■ YOUR OBJECTIVE ■
Please restate word for word, and with nothing added, the lines that run from the one holding "of the smooth" to the end of the entries below.

Data entries
=== Begin Enclosure ===
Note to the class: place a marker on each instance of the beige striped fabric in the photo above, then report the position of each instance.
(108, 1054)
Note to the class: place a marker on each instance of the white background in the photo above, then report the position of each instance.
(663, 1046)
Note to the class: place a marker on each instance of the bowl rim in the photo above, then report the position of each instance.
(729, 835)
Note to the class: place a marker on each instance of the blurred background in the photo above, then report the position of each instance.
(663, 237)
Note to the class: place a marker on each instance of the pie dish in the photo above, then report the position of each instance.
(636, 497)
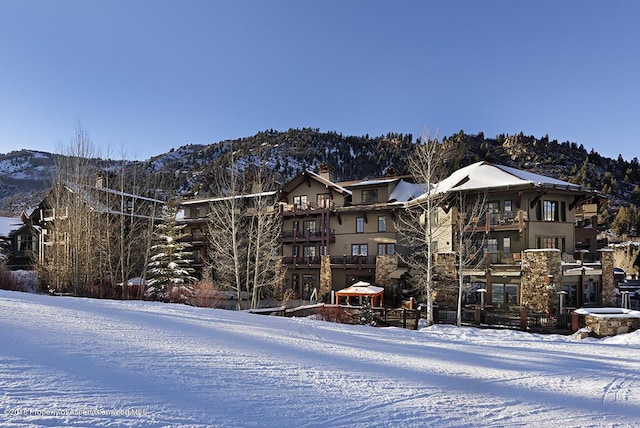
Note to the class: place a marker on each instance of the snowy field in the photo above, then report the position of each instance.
(82, 362)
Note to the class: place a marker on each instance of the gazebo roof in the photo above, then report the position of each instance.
(361, 288)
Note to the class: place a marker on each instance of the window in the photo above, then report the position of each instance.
(508, 206)
(504, 294)
(506, 248)
(359, 250)
(25, 242)
(309, 251)
(309, 228)
(386, 249)
(308, 285)
(493, 208)
(492, 249)
(550, 211)
(369, 196)
(508, 210)
(382, 223)
(300, 202)
(323, 200)
(551, 242)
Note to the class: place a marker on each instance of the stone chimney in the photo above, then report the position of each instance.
(326, 171)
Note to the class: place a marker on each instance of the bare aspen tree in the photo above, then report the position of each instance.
(268, 273)
(418, 223)
(71, 260)
(243, 228)
(469, 221)
(225, 229)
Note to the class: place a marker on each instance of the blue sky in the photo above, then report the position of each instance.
(145, 76)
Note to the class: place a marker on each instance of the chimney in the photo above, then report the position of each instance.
(326, 171)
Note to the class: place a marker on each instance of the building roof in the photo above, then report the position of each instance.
(485, 175)
(8, 225)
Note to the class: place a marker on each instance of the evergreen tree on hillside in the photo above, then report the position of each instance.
(169, 266)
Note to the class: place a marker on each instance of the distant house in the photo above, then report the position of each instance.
(23, 243)
(531, 224)
(334, 234)
(8, 226)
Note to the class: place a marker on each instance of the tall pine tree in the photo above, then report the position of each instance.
(169, 270)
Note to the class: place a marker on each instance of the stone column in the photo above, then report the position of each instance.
(385, 264)
(608, 280)
(326, 280)
(536, 292)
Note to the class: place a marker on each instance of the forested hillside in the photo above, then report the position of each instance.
(189, 170)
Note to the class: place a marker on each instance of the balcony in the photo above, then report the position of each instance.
(302, 261)
(502, 220)
(310, 208)
(292, 236)
(345, 262)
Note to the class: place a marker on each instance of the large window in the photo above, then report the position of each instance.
(504, 294)
(369, 196)
(492, 249)
(506, 248)
(323, 200)
(309, 251)
(308, 286)
(386, 249)
(309, 228)
(359, 250)
(300, 202)
(382, 223)
(493, 208)
(550, 211)
(558, 242)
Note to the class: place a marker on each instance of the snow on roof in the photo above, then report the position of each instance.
(405, 191)
(485, 175)
(8, 225)
(328, 183)
(373, 182)
(224, 198)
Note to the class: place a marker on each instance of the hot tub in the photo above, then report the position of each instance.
(609, 321)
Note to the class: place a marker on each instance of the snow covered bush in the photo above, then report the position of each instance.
(205, 294)
(169, 267)
(334, 314)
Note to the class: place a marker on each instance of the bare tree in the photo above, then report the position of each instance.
(264, 218)
(469, 217)
(243, 228)
(225, 225)
(71, 262)
(418, 223)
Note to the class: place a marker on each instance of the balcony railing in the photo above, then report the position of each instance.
(307, 235)
(308, 207)
(502, 220)
(347, 261)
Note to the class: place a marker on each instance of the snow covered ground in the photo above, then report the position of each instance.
(81, 362)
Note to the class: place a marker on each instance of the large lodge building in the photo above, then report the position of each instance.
(539, 235)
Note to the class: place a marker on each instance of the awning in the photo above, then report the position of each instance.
(362, 289)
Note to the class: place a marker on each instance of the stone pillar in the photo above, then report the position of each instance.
(536, 292)
(386, 264)
(608, 280)
(326, 280)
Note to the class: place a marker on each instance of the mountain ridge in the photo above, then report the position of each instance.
(188, 170)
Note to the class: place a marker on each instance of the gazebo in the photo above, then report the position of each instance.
(362, 289)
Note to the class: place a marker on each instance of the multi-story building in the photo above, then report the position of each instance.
(534, 238)
(337, 233)
(334, 234)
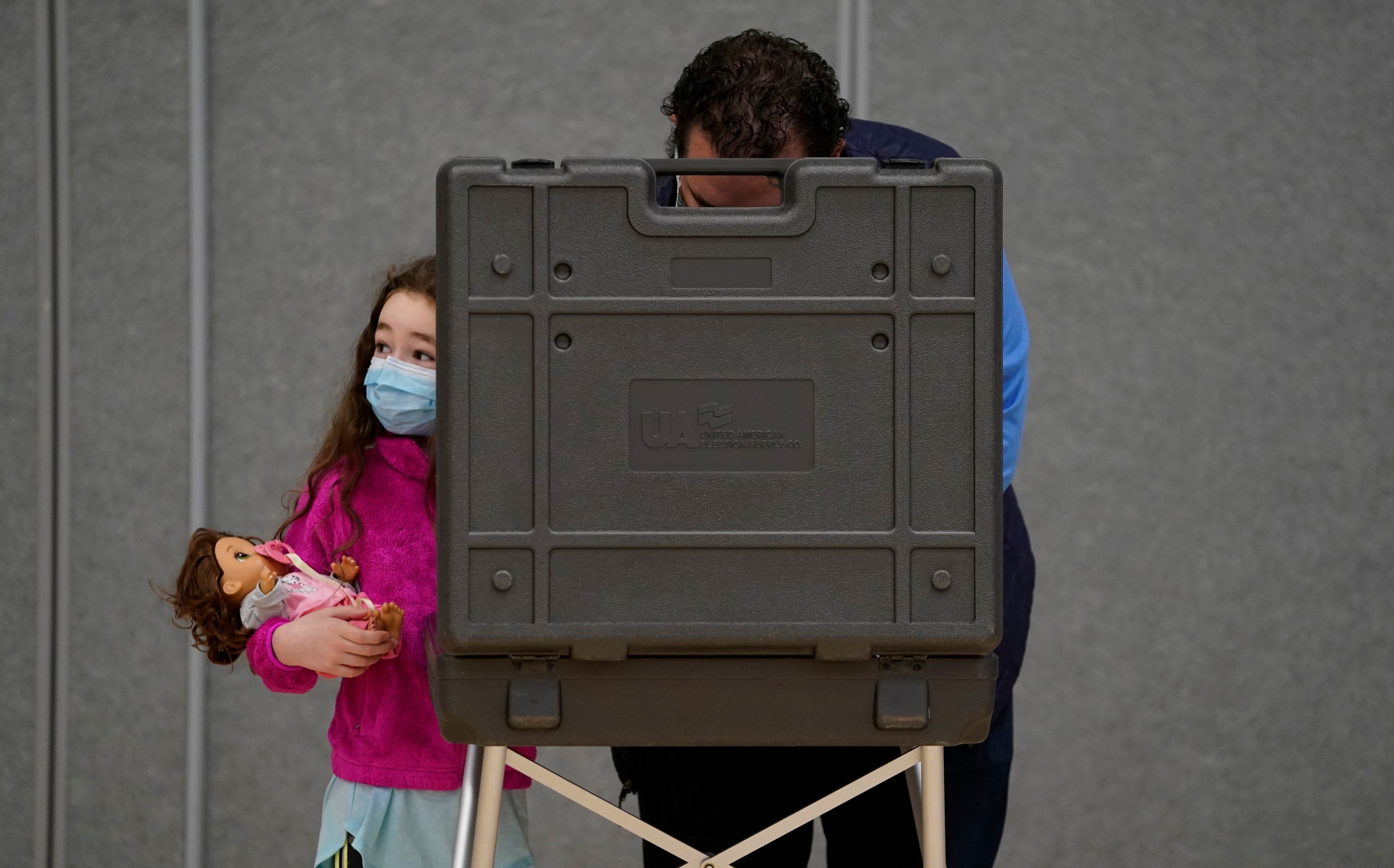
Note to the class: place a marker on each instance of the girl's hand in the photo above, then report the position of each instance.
(325, 641)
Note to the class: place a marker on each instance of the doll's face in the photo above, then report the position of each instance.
(242, 566)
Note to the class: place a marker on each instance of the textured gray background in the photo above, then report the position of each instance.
(19, 416)
(1198, 218)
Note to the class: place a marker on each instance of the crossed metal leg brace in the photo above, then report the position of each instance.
(483, 790)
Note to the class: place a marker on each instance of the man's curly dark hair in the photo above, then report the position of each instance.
(753, 92)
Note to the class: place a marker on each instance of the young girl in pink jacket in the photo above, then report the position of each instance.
(370, 493)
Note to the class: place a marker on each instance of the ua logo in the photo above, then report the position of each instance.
(667, 431)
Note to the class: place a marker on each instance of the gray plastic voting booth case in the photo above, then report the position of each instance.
(716, 475)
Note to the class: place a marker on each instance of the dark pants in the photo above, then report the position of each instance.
(714, 797)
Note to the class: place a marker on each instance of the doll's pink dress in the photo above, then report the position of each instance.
(300, 592)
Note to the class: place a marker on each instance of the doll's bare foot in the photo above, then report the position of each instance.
(345, 569)
(389, 619)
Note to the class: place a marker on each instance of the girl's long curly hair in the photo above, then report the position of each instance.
(200, 604)
(355, 427)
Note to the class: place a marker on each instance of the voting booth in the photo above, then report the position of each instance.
(716, 475)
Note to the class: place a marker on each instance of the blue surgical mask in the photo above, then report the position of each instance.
(402, 396)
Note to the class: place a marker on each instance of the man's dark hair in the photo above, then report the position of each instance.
(752, 92)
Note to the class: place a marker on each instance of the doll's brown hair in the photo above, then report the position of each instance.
(355, 427)
(200, 604)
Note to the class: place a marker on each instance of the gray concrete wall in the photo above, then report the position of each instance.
(1198, 218)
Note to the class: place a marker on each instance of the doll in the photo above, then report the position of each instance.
(230, 585)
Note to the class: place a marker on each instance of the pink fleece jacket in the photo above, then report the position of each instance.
(385, 729)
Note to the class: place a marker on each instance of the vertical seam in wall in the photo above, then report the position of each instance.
(46, 256)
(62, 417)
(198, 282)
(863, 63)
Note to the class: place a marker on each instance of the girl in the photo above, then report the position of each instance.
(394, 797)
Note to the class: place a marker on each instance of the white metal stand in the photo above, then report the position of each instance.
(469, 806)
(483, 827)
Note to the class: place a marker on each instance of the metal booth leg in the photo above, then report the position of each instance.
(487, 817)
(469, 804)
(932, 806)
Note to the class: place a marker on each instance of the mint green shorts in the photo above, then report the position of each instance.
(412, 828)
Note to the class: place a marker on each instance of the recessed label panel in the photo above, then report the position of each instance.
(721, 426)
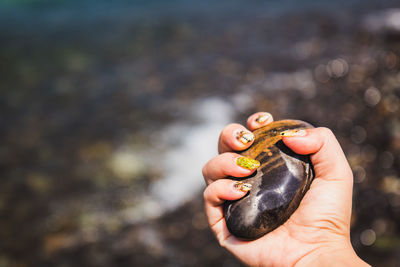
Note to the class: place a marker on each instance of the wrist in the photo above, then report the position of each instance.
(337, 255)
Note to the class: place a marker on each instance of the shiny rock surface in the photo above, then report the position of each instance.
(278, 185)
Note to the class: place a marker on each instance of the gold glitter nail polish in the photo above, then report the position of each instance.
(263, 117)
(245, 137)
(247, 163)
(294, 132)
(244, 187)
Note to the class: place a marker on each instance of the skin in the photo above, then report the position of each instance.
(318, 232)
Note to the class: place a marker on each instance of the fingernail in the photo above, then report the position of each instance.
(244, 187)
(247, 163)
(263, 117)
(294, 132)
(245, 136)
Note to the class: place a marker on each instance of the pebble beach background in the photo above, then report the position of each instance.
(109, 110)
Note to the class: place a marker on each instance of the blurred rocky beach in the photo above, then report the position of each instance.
(109, 110)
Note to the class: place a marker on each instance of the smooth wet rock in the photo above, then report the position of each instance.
(278, 185)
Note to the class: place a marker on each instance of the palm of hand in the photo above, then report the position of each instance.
(320, 220)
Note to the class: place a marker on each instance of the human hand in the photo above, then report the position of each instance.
(318, 232)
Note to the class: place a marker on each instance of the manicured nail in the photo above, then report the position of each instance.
(294, 132)
(247, 163)
(263, 117)
(245, 136)
(244, 187)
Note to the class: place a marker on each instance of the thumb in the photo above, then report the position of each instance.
(327, 156)
(331, 191)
=== End Enclosure ===
■ REPLY ■
Note to the class: place a marker on each instance of the smooth wet rock in the photo above, then report the position of each instance.
(278, 185)
Note to the class: place a marker on each instance of the palm of hand in the photo above, then report the position of each instance.
(320, 220)
Note to the class: place a marker on each instance of the human hand in the photo above, then report the position of each instance.
(318, 232)
Note to the class: place a marker on each instance of the manicured nail in the photo above, then report the position of each instance.
(294, 132)
(247, 163)
(263, 117)
(245, 136)
(244, 187)
Note to the class: place a marker on each instance of the thumb in the photo above, then report the position of each instance.
(327, 156)
(331, 191)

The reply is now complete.